◆ **Check your understanding**:
• 1. Answer these questions from the text about the events business:
(a) How many months of work does the contract with a global organization cover?
(b) How many branded boxes were made last week for a pharmaceutical company?
(c) What is the name of the marketing campaign about to launch?
• 2. Pick up the text about the events business after its final sentence and carry it forward.

◆ **Study text**:
Holly says she didn’t want to wait to launch HM Events until it was “back to normal” because “when people are ready for events, we’re not just a new kid on the block”.
She says the business has landed a contract for a global organisation for 18 months of work, so they “know we can keep going”.
“We had a Halloween party enquiry that’s happening, and we had a small 40th garden party enquiry, we’ve had another big party for next summer and small wedding enquiry, so we’ve probably had around eight solid enquiries that are going to come to something.”
Ms Moore said Make Events has “massively pivoted” since lockdown and has “completely changed the business”.
“[Before Covid], we were really a business with one revenue strategy and we thought if we’re going to continue, we don’t know if this is going to go on for years on and off, so we need to be able to offer other ways for people to communicate and bring the team together.
“It is a permanent change to the business and actually I think we’ll have a much better business by the end of it.”
Holly said Make Events has added virtual events, a content studio – which offers graphic design, branded printing, video, photography – and has expanded its prop shop.
The business now also provided branded boxes for businesses who want to communicate a strategy, a message or a thank you note to a customer or employee.
“Last week we did 380 for a pharmaceutical company that’s just launched a drug,” she said.
“We’re about to launch another marketing campaign, called ‘Social Christmassing’, so we’re giving clients options now to have, because people don’t want to have christmas parties, to do branded boxes for their teams to do virtual events, to office install or catering in the office.”
Holly said it’s “really hard” to plan for the future because “government guidance is so sketchy, it changes minute to minute”.
“We can’t just go off and do our own thing for insurance reasons…because all these celebrities are getting all these parties and getting into a lot of trouble, so we’ve got to be very mindful that we’re doing the right thing.

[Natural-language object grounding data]
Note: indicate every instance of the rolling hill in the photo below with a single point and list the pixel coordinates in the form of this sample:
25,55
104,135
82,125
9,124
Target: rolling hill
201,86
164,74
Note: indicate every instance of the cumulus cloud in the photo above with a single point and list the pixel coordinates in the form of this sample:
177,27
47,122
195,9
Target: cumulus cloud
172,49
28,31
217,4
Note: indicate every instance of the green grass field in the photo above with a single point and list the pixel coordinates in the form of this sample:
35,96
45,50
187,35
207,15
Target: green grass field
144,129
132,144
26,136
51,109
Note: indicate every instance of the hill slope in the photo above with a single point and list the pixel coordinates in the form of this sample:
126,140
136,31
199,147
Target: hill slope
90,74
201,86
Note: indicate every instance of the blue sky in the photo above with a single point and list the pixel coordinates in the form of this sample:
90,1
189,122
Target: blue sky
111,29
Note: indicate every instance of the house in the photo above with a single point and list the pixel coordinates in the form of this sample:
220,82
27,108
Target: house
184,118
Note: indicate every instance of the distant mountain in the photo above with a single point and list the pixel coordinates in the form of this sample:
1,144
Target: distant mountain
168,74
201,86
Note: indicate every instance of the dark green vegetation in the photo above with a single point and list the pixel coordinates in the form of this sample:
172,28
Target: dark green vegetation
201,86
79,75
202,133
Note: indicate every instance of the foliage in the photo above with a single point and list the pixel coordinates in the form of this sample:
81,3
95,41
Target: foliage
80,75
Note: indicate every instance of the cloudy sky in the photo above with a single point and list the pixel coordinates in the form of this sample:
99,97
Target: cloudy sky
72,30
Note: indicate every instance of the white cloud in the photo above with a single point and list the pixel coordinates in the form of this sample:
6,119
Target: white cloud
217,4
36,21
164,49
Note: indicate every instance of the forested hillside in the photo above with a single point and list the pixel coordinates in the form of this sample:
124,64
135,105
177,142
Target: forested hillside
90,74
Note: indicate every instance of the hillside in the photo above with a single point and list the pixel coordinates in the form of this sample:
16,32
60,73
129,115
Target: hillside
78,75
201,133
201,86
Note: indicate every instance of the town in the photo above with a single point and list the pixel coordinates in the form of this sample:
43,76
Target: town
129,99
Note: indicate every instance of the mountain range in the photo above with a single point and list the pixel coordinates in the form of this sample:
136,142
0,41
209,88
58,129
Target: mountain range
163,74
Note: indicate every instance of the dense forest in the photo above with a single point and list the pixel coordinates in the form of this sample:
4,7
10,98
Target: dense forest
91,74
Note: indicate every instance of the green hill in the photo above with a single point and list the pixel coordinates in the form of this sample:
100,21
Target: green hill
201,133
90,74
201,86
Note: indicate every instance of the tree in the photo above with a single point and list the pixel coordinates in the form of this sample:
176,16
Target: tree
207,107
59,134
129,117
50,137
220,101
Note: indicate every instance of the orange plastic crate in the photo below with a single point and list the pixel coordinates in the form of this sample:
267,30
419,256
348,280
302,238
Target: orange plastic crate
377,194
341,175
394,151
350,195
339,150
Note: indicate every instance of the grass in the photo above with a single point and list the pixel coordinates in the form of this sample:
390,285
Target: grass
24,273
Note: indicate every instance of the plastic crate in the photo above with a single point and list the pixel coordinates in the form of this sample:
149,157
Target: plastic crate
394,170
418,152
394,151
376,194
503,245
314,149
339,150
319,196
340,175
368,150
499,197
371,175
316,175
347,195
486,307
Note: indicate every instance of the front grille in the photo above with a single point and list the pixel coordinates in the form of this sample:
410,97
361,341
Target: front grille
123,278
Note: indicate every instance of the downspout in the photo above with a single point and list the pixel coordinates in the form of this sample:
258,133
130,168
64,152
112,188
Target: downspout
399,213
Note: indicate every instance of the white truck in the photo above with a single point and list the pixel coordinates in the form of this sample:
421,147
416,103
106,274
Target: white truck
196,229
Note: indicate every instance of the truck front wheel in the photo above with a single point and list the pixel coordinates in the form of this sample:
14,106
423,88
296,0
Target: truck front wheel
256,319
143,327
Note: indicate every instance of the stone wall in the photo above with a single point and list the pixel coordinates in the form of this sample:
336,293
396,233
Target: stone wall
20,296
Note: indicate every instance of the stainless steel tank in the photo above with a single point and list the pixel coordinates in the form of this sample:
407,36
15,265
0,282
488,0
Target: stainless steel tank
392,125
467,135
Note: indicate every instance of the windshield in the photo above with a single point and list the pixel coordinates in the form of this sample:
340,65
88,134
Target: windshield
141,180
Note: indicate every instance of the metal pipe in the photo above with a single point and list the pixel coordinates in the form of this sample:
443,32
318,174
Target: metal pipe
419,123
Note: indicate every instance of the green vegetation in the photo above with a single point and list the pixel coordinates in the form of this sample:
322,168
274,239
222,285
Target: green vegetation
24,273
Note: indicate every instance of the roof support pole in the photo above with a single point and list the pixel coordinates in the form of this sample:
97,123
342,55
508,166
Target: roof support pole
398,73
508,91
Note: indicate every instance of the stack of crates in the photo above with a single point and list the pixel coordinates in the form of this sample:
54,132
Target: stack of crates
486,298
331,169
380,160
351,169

◆ **Answer section**:
• 1.
(a) 18 months
(b) 380
(c) "Social Christmassing"

• 2.
“You’ve seen the wedding situation at the moment, it’s not going to return to normal for us at the moment until there’s a vaccine, so I guess at the moment, we’ve not done any particular forecasting, we’re just keeping it alive without having to have any borrowing until we know what the situation is.”
Holly says the business is losing ‘at least’ £30,000 a month.
She says: “I’ve always been really good with cashflow and put quite a bit of profits aside.
“I’ve had people advising me on spending profits to reinvest and that I’ve got too much burn rate in the bank, but something inside of me was saying I need it for a rainy day and the rainy day is Covid.
“I’m trying to use our retained profits to get us through but the businesses.
“I’ve managed to cut the cost by a third, but we are losing at least £30,000 a month at the moment, so not only has 95 per cent of our revenue dropped out, it’s actually costing me to keep it alive.
“I’ve had people ask me why we don’t just close but we were so liquid, to actually close I’d have to pay all my suppliers off, so I’d walk away with absolutely nothing which is on a business that’s worth a good few million at the start of the year.”
She added: “I have this stubbornness in me that’s like this would be the ultimate ‘anything is possible’ if I can steer this business through a global pandemic, in one of the worst hit industries.
“I think that’s my motivation that I’ve got a story at the end of it which is quite exceptional that’s kind of what’s getting me up everyday to pull it all through.”